HAILED as creating a "property-owning democracy", it was a cornerstone of Margaret Thatcher’s "social revolution", spurring half a million Scots families on to purchasing their cut-price council home.

But after nearly four decades, Right to Buy comes to an end in Scotland, a policy which changed the social fabric north of the Border by almost doubling the number of home owners.

Read more: Agenda: Why Right-to-Buy has had its day

Dwindling council housing stocks, growing waiting lists and the unforeseen creation of a new class, the buy-to-let landlord, has brought down the curtain of an often overlooked Thatcherite legacy.

Nicola Sturgeon announced the scrapping of the policy three years ago, claiming it was necessary to protect access to socially-rented properties and address waiting lists.

The Herald: RIGHT-TO-BUY: Margaret Thatcher

In the interim period there has been reports of a rush as those keen to get on the property ladder, or acquire a lucrative asset, rushed to meet the deadline.

In the year since it was introduced in 1980, a total of 494,580 council and housing association homes were sold under Right to Buy in Scotland.

In the UK as a whole about 1.5 million homes have been sold in this manner in the intervening 35 years, an indication of its popularity north of the Border.

Council tenants could be offered a 33 to 50 per cent discount, depending on how long they had lived in their home.

The successes are well-rehearsed: families taking control of their own destinies in an affordable way and left with assets to pass to their children or sell to them through their later years.

Read more: The door closes on Thatcher's legacy

But recent figures suggest 400,000 people are on waiting lists for social housing and with development remaining sluggish, cutting off this property supply is seen as one way to address that.

* **Data records**:

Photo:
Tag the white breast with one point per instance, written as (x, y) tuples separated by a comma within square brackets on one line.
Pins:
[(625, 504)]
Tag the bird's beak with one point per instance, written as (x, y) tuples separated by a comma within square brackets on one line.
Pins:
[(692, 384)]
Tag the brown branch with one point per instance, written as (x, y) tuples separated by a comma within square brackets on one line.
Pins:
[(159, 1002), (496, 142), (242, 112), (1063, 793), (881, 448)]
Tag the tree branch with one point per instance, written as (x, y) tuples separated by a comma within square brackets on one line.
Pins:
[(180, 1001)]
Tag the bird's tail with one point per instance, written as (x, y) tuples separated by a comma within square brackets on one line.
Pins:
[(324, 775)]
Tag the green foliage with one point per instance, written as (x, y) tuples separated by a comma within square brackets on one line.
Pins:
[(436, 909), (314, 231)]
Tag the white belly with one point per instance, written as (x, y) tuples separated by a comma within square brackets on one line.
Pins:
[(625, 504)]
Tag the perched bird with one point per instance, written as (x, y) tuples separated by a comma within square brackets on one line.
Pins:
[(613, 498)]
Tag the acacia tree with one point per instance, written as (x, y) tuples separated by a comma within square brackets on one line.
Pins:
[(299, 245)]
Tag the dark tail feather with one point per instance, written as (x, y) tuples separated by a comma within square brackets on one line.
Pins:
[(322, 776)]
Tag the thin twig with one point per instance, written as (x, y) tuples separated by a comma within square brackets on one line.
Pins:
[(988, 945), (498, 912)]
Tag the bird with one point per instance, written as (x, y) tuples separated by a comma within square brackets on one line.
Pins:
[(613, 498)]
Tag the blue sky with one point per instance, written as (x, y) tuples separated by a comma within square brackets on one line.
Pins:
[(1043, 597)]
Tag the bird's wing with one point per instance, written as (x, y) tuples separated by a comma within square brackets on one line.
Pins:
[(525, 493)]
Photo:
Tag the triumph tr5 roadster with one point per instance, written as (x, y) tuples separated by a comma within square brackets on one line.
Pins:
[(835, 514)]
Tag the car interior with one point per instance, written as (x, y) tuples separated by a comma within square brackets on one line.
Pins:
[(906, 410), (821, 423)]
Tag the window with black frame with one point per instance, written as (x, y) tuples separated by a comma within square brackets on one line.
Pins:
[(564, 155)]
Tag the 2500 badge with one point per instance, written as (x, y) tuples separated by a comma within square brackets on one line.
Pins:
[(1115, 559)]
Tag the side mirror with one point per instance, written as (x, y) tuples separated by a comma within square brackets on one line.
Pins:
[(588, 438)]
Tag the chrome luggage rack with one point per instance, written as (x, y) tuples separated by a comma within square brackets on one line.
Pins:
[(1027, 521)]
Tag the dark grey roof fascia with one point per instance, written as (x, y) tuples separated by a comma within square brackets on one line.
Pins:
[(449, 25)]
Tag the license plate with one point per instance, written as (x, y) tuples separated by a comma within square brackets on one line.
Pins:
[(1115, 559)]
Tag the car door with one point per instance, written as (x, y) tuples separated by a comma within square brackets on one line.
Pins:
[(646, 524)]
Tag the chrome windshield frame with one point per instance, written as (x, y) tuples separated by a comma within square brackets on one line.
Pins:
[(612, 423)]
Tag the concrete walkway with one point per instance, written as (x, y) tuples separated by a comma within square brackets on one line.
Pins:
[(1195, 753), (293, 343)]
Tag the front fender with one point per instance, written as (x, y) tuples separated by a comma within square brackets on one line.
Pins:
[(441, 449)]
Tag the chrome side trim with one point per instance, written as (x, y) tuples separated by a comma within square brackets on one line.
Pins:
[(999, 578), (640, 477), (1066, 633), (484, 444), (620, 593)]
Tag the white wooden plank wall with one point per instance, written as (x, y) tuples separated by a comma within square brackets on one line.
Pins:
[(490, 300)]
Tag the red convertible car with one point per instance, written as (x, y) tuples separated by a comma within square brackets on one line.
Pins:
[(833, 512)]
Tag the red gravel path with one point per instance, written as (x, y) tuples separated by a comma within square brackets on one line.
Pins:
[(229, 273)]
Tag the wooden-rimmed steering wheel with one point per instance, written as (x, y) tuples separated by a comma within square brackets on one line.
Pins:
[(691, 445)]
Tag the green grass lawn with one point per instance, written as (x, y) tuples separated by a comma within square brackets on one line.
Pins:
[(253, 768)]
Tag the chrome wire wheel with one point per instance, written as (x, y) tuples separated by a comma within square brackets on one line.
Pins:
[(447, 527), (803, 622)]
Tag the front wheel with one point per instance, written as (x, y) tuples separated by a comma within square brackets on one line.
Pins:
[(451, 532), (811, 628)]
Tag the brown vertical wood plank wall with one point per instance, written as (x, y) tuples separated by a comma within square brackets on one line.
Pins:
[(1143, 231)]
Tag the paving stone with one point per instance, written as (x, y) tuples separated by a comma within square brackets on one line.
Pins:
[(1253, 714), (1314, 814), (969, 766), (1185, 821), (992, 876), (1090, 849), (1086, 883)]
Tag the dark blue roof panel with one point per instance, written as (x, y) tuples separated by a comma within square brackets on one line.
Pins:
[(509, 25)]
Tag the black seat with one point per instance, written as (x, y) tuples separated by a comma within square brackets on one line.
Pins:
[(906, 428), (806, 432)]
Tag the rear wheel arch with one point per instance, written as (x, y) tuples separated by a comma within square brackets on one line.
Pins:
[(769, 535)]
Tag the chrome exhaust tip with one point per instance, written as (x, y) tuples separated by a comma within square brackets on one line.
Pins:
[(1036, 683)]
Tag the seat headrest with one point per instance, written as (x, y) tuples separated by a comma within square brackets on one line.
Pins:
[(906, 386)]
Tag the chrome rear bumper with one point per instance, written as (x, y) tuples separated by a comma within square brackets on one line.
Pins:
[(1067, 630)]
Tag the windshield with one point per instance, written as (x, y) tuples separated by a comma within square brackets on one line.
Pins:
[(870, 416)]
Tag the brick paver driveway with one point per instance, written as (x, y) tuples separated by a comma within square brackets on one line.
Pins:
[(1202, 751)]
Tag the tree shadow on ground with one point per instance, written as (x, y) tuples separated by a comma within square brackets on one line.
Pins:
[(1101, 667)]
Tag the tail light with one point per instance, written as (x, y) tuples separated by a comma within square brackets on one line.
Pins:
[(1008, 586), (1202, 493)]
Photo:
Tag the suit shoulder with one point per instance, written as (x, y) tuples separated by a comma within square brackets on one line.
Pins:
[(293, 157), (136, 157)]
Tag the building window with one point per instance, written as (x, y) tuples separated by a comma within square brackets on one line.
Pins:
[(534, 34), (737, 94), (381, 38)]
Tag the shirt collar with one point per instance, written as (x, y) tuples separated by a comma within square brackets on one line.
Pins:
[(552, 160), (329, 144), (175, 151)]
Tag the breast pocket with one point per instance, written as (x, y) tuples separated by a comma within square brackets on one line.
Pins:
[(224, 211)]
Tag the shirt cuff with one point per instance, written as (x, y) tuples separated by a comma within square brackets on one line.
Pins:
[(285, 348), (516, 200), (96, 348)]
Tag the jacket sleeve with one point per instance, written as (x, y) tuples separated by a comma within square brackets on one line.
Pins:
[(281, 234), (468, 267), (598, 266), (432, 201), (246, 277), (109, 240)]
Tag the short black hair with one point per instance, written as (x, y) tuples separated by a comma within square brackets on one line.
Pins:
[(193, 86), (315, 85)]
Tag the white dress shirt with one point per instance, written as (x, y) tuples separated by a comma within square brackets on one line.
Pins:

* **Exercises**:
**a)** Reproduce the passage of the article on Right to Buy in Scotland from "But after nearly" up to and including "overlooked Thatcherite legacy.".
**b)** Carry on the article about the end of Right to Buy in Scotland, beginning after its final sentence.
None of the records is required for this work.

* **Per-task answers**:
**a)**
But after nearly four decades, Right to Buy comes to an end in Scotland, a policy which changed the social fabric north of the Border by almost doubling the number of home owners.

Read more: Agenda: Why Right-to-Buy has had its day

Dwindling council housing stocks, growing waiting lists and the unforeseen creation of a new class, the buy-to-let landlord, has brought down the curtain of an often overlooked Thatcherite legacy.

**b)**
Ms Sturgeon has said her roll-back of the policy was not ideological but born of practical need. This, however, has done little to stop critics pointing out that her own parents bought their Ayrshire family home for £8,500 in 1984, claiming she is somehow a product of Mrs Thatcher’s successes.

Those who support its abolition claim that one net result of the policy has been the massive rise in the private rental market, often with much poor quality accommodation, higher rents and thus greater social security spend.

The Herald: First Minister Nicola Sturgeon

Buy-to-let has also been cited as a factor in the undermining of the social and indeed physical fabric of working class neighbourhoods. As many as one-quarter of properties sold via Right to Buy are now being let in the private rental sector.

Fraser Stewart runs the New Gorbals Housing Association in Glasgow.

He said: “The classic story is of children buying their mother’s flat worth about £90,000 for £25,000, she dies and they it rent for £650 per month to precisely the client group we would have let it to for £350, except we do repairs, provide a service, are accountable and properly regulated.

Read more: SNP set to ban the word 'benefits' from new social security agency

“When you factor in the discounts and additional housing benefit it boils down to handing about £95,000 to a random private landlord, as well as a free asset which could be worth £130,000 in a couple of decades.”

In South Lanarkshire, more than 39,000 homes have been sold through Right to Buy – equivalent to 60 per cent of its stock since 1980. But in some areas, 90 per cent of the council stock has been sold under the scheme.

A council spokesman said: “Waiting lists have risen and the council’s ability to meet housing need in the area has been significantly reduced.

"Whatever the arguments over the Right to Buy were, everyone involved in council housing including tenants representatives have agreed that it’s a policy that has had its day.

“South Lanarkshire Council, like others across Scotland, is looking forward to being able to increase supply and retain its housing stock for rent to meet the considerable levels of need for housing required by residents in South Lanarkshire.”

The Herald:

Dr Mary Taylor, chief executive officer of the Scottish Federation of Housing Associations, added: “This hasn’t come a moment too soon. Right to Buy has had its day and has no place in modern Scotland.”

But for the Tories, the decision to scrap the scheme is “nothing more than a political dogma and nothing to do with protecting the housing stock”.

Housing spokesman Alex Johnstone said: “Right to Buy has been the most effective single measure to enable a whole generation on modest incomes to take pride in owning their own property.

“It has also delivered the kind of mixed tenure communities that modern planners now seek to replicate.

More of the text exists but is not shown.